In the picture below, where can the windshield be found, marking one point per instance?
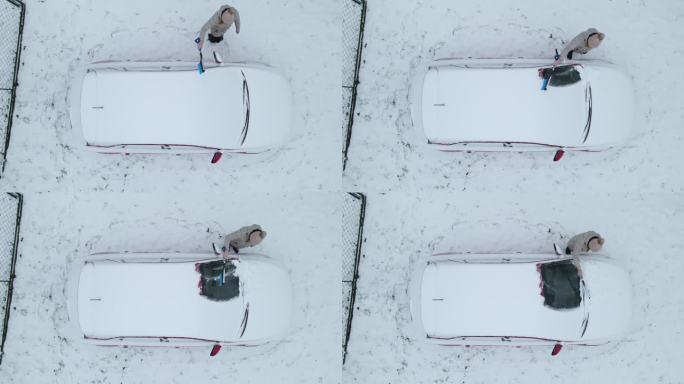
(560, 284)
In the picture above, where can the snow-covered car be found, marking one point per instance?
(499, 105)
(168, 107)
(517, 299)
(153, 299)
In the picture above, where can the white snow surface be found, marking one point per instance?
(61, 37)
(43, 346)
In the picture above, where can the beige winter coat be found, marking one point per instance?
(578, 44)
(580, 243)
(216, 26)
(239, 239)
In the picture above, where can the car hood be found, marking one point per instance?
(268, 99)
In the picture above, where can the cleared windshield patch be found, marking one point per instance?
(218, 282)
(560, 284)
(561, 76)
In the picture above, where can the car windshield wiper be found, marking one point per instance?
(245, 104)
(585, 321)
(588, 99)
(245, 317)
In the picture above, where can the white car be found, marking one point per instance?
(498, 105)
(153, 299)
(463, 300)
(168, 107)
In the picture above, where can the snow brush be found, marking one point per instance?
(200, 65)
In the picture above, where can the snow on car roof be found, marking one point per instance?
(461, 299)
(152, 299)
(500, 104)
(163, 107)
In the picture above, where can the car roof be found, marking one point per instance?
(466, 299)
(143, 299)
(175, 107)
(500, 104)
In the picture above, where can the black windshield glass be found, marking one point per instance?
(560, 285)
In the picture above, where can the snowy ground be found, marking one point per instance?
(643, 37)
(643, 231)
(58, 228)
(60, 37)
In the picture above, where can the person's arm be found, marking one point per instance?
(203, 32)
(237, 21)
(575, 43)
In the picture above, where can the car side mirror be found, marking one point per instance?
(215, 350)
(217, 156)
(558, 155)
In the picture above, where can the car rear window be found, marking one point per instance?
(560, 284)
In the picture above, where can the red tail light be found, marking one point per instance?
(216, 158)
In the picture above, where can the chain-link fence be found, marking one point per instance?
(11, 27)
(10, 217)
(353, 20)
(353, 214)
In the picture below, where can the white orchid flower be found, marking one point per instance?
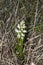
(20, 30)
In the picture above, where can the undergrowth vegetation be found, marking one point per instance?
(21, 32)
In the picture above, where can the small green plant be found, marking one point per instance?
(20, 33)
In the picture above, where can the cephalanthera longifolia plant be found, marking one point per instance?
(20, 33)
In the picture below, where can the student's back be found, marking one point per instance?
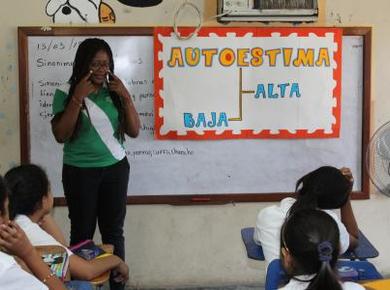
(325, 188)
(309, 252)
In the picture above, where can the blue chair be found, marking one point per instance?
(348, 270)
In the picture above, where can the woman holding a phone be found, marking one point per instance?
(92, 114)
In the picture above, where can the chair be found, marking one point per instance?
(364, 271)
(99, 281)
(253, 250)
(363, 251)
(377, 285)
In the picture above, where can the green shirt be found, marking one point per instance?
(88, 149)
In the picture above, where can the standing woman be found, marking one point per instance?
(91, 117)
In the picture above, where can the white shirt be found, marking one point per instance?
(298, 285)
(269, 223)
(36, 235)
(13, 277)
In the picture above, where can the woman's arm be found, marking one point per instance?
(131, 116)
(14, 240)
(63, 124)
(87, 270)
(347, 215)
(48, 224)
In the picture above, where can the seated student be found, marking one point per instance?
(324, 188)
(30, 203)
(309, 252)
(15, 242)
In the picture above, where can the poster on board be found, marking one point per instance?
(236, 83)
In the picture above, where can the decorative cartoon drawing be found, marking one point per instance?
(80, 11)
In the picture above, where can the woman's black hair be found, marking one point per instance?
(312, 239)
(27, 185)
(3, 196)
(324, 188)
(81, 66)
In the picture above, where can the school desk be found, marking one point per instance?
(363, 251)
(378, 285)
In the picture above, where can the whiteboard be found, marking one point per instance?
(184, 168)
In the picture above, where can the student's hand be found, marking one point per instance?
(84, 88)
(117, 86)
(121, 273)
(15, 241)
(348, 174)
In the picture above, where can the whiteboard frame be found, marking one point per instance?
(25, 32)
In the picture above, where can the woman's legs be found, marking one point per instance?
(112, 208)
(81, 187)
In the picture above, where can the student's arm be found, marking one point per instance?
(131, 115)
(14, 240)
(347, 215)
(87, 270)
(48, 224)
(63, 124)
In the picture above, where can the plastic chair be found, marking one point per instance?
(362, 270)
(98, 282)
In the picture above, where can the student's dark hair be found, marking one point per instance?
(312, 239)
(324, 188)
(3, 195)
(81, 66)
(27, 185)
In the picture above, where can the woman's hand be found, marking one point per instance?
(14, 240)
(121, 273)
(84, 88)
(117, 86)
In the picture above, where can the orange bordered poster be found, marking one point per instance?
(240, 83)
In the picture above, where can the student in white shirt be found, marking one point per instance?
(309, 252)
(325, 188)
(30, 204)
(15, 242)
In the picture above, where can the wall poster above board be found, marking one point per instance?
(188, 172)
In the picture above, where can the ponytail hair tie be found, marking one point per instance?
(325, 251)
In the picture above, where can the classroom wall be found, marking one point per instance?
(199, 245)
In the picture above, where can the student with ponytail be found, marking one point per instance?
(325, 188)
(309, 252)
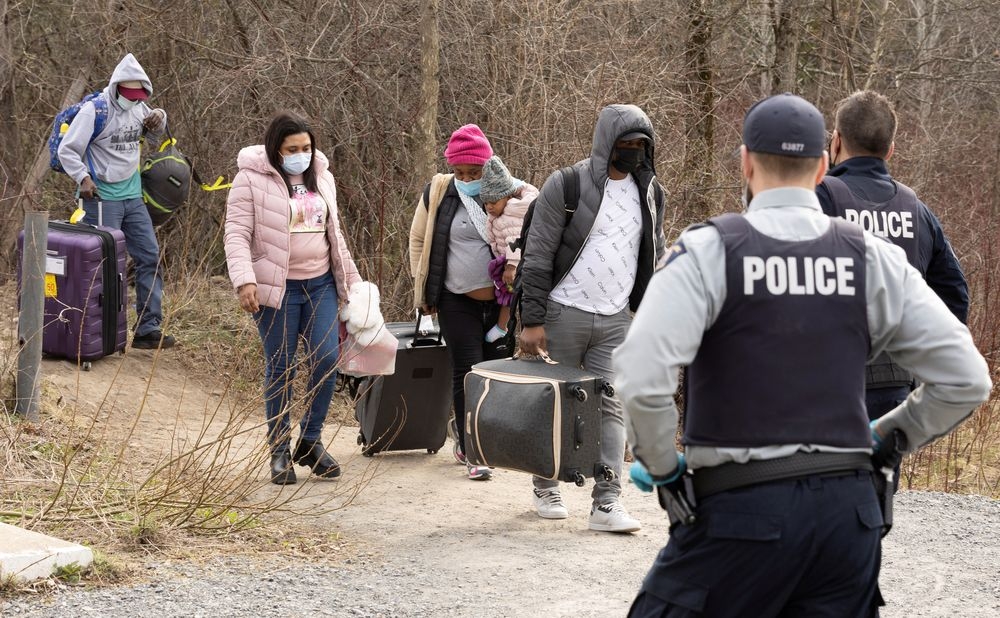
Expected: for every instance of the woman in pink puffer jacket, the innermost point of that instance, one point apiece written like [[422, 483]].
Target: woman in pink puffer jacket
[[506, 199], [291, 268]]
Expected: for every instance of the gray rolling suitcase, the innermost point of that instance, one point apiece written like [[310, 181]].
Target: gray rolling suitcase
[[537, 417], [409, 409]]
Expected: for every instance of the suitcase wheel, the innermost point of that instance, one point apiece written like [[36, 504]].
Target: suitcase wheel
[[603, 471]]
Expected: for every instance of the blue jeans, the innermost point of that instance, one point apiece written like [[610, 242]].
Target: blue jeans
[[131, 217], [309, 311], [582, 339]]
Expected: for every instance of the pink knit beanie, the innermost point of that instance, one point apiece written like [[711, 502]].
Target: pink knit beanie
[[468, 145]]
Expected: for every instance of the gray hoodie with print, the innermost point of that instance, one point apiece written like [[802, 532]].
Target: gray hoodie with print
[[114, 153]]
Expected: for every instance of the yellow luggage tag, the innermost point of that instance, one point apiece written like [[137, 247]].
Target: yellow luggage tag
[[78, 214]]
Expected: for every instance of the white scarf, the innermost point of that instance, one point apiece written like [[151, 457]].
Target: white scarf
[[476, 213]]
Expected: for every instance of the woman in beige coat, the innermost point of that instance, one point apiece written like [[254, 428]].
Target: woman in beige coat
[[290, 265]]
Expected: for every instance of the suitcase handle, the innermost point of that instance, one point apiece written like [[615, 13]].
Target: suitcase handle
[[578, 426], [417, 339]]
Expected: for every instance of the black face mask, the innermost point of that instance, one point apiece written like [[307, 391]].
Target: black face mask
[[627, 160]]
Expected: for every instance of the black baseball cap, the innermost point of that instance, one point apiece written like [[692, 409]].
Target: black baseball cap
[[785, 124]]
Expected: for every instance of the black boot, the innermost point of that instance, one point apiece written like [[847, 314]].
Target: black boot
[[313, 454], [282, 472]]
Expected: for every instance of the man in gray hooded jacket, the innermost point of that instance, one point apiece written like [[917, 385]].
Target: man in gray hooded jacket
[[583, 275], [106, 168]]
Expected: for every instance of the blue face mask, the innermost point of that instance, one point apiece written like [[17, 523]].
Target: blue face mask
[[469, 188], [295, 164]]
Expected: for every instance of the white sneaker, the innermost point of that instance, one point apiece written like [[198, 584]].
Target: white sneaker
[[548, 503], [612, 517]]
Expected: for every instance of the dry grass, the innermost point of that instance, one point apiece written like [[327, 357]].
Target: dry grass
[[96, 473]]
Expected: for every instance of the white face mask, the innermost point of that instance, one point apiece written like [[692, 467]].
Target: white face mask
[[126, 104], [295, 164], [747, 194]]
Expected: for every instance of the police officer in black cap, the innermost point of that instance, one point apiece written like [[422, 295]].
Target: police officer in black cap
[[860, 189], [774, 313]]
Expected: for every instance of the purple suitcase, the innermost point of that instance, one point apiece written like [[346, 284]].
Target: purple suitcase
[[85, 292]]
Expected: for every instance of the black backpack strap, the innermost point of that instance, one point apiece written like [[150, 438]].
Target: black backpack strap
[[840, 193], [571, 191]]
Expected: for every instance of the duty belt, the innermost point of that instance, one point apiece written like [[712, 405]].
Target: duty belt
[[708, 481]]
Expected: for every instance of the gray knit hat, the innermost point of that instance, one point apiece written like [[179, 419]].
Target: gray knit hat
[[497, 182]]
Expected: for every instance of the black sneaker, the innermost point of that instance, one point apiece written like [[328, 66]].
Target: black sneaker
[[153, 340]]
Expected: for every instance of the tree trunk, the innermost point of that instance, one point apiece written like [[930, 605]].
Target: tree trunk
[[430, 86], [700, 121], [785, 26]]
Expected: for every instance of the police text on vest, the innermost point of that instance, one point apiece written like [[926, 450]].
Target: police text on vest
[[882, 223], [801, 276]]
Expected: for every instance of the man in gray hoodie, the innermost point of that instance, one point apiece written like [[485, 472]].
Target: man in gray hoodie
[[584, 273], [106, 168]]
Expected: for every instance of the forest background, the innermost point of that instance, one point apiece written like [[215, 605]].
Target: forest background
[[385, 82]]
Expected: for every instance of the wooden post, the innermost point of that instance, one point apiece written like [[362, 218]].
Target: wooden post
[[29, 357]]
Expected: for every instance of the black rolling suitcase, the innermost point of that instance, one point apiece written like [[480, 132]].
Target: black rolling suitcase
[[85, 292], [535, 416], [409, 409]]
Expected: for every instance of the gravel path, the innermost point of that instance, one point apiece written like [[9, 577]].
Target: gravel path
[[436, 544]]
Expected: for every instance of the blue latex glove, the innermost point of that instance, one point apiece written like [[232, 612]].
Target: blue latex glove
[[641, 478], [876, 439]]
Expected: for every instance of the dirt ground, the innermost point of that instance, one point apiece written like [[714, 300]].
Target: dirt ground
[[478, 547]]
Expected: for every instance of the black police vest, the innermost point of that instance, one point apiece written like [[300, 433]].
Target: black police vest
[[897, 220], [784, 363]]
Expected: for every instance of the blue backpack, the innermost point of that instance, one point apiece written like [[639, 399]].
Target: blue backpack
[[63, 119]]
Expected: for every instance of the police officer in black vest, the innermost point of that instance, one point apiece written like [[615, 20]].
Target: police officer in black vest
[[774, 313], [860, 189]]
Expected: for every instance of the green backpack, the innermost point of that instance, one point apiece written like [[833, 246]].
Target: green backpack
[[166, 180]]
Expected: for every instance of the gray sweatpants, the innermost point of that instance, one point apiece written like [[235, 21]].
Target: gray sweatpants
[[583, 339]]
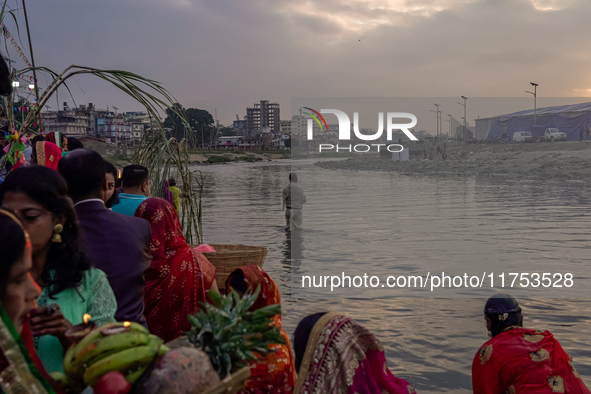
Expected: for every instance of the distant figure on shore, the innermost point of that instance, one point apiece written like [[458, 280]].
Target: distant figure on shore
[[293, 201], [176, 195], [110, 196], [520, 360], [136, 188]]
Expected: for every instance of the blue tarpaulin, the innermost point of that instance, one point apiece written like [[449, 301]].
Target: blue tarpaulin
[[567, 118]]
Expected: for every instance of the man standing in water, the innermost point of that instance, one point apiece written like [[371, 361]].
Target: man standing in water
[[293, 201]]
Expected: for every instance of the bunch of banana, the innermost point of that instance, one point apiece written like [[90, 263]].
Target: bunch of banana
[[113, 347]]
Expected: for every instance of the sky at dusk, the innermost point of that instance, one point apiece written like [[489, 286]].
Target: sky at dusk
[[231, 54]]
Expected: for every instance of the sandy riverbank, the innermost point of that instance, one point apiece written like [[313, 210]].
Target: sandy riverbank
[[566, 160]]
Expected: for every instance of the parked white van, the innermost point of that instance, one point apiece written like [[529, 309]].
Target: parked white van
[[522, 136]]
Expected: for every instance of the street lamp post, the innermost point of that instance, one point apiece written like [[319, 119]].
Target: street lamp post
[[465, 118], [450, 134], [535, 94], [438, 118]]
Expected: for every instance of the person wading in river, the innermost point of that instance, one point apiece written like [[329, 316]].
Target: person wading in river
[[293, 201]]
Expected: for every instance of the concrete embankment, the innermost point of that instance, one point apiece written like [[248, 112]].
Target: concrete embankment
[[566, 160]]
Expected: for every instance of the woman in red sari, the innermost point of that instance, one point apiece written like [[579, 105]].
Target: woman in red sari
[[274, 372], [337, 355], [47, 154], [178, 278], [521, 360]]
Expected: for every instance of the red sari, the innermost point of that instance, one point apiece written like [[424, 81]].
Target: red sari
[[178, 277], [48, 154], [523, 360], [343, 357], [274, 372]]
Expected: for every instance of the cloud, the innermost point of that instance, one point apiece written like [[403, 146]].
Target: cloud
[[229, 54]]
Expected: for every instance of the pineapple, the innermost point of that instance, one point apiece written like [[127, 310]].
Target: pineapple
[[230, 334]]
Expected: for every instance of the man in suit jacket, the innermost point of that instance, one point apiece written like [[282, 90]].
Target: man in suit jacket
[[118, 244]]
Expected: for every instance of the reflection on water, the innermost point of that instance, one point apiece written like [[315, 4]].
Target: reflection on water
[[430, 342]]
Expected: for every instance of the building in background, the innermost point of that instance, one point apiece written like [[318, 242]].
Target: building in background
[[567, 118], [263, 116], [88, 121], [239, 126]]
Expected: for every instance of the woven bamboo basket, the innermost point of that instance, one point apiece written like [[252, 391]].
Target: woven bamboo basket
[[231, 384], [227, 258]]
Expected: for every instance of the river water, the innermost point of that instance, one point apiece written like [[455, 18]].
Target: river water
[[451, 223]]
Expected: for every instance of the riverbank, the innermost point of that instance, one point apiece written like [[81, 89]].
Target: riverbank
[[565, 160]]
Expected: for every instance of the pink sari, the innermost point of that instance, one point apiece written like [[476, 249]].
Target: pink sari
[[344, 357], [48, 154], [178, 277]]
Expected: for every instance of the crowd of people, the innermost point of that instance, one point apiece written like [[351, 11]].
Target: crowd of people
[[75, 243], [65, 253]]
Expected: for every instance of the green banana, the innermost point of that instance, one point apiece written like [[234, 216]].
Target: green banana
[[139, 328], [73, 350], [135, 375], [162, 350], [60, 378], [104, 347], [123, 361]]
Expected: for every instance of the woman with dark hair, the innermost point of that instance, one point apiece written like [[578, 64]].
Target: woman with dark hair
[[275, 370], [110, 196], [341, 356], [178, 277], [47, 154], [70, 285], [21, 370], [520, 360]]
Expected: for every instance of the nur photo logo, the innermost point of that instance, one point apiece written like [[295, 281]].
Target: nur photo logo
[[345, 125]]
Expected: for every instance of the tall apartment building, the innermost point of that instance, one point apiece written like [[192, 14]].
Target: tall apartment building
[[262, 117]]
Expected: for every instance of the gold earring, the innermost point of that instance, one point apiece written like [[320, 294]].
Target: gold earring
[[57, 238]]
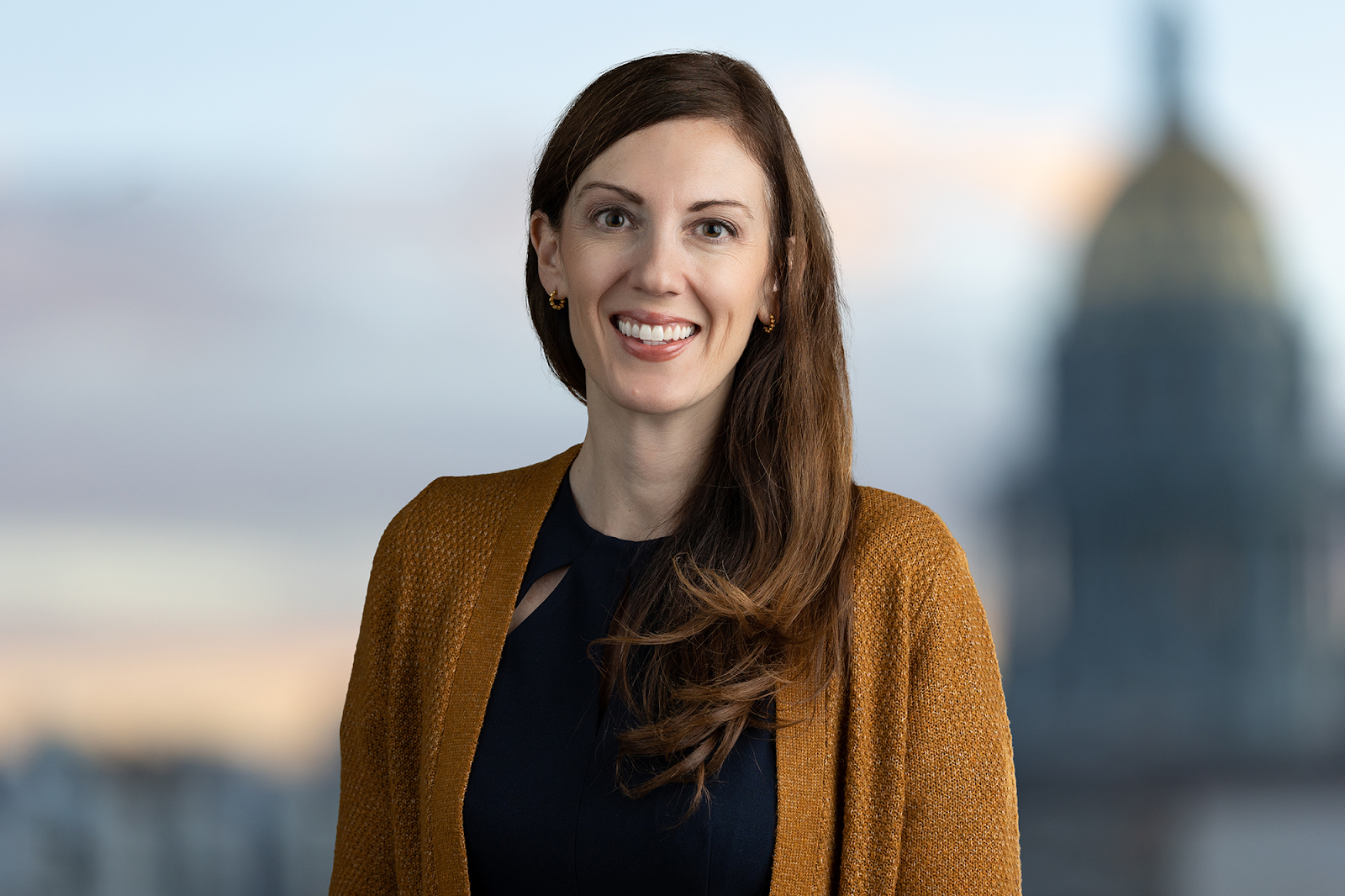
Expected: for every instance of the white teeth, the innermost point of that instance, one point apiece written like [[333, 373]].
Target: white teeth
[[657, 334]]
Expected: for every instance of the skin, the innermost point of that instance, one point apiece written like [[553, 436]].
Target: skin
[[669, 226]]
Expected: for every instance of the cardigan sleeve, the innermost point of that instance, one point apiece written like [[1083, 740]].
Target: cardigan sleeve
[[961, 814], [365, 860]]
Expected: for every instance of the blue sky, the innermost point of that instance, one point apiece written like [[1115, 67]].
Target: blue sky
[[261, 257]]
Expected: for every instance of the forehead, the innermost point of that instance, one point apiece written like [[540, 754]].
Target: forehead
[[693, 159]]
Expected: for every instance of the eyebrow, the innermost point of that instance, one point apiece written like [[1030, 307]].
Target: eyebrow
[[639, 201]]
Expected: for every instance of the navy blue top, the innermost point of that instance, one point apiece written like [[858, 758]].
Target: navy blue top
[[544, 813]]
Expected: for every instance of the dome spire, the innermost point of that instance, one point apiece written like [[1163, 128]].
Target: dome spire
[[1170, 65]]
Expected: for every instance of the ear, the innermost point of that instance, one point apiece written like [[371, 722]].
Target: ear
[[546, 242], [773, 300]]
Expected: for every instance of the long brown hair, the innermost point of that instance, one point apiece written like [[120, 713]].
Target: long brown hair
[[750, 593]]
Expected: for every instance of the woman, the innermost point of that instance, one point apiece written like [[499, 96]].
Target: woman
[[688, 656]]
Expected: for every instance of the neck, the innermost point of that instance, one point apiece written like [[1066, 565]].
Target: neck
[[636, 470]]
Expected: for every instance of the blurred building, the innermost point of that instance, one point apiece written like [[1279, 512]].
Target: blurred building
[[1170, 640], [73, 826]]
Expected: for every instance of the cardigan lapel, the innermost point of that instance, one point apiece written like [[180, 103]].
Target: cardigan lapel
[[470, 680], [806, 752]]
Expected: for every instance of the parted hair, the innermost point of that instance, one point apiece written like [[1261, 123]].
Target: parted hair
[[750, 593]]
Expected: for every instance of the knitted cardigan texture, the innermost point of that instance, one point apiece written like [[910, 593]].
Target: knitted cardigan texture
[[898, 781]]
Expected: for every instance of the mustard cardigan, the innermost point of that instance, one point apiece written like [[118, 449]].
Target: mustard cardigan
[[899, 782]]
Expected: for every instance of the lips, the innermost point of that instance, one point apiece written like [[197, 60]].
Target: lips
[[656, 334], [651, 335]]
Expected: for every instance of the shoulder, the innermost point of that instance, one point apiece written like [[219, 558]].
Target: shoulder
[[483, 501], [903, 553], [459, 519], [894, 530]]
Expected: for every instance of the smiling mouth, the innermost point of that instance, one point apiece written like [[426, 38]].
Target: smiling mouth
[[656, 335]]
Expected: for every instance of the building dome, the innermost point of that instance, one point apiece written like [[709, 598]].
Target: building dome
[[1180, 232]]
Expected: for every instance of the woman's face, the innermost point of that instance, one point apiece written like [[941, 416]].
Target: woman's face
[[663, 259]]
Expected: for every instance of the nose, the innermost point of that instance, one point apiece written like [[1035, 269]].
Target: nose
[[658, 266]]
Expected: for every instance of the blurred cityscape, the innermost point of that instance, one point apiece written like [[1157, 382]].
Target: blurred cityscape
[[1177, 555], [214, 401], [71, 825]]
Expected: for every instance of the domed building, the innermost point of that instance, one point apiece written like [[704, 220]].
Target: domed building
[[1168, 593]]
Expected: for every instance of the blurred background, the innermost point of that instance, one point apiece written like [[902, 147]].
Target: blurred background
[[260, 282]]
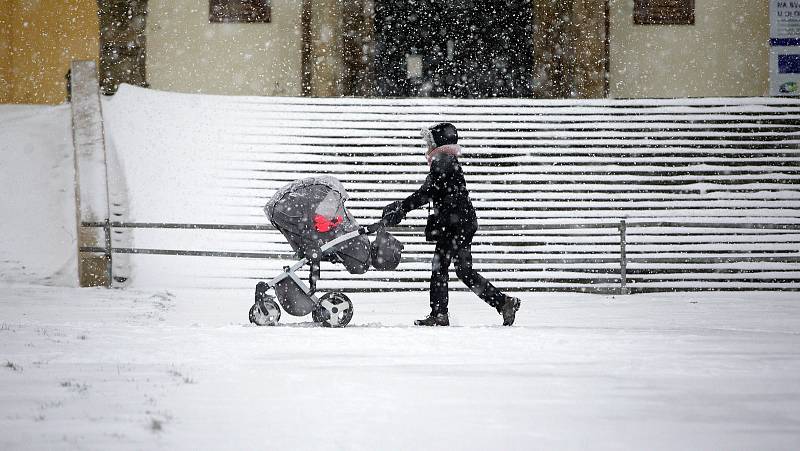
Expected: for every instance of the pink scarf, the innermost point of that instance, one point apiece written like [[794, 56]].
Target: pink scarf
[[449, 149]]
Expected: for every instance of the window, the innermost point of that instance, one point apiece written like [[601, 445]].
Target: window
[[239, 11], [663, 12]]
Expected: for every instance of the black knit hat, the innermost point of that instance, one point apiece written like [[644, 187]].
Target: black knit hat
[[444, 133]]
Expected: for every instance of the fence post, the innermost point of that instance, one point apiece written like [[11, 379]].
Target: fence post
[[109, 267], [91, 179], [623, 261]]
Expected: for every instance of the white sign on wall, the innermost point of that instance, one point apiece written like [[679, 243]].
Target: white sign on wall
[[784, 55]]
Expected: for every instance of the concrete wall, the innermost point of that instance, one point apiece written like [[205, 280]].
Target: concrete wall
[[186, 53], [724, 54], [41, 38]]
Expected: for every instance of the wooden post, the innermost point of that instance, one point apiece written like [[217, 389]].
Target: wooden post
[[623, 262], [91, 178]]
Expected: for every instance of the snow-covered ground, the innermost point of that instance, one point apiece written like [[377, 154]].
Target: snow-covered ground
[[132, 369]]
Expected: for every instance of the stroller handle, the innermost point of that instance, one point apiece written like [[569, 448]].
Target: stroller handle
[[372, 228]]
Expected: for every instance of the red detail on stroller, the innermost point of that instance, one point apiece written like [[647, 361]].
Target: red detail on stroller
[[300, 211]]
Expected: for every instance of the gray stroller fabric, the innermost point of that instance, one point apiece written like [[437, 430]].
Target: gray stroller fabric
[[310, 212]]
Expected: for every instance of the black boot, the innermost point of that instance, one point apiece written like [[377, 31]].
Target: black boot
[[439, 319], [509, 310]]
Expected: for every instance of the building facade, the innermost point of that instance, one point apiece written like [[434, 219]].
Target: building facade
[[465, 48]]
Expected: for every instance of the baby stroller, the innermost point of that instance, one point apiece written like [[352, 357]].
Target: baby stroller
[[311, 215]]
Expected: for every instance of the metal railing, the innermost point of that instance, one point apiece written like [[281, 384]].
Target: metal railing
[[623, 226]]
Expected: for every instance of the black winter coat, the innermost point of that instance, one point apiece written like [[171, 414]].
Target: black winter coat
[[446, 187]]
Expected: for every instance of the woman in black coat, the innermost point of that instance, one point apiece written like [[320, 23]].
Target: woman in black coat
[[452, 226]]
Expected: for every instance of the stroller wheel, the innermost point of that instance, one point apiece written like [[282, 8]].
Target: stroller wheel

+===+

= EXERCISE =
Reproduce, word for word, every line starting at the line that contains "Expected: for every instance of the metal" and ending with the final line of the entries.

= COMPLETED EXERCISE =
Expected: for every instance of the metal railing, the innermost point of that instance, one point apiece written like [[281, 384]].
Target: metal railing
[[623, 226]]
Expected: for every instance of the black winter coat, the innermost point of that instance, one point apiece written like [[171, 414]].
Target: black winter coat
[[446, 187]]
Expected: for every instance of the woman in black coat, the innermost point of that instance, one point apiece written like [[320, 23]].
Target: woman in black coat
[[452, 226]]
Expected: for every instance of the stroller wheel, the innermost point of that instance, one point apiece written like [[282, 8]].
Target: stroller wheel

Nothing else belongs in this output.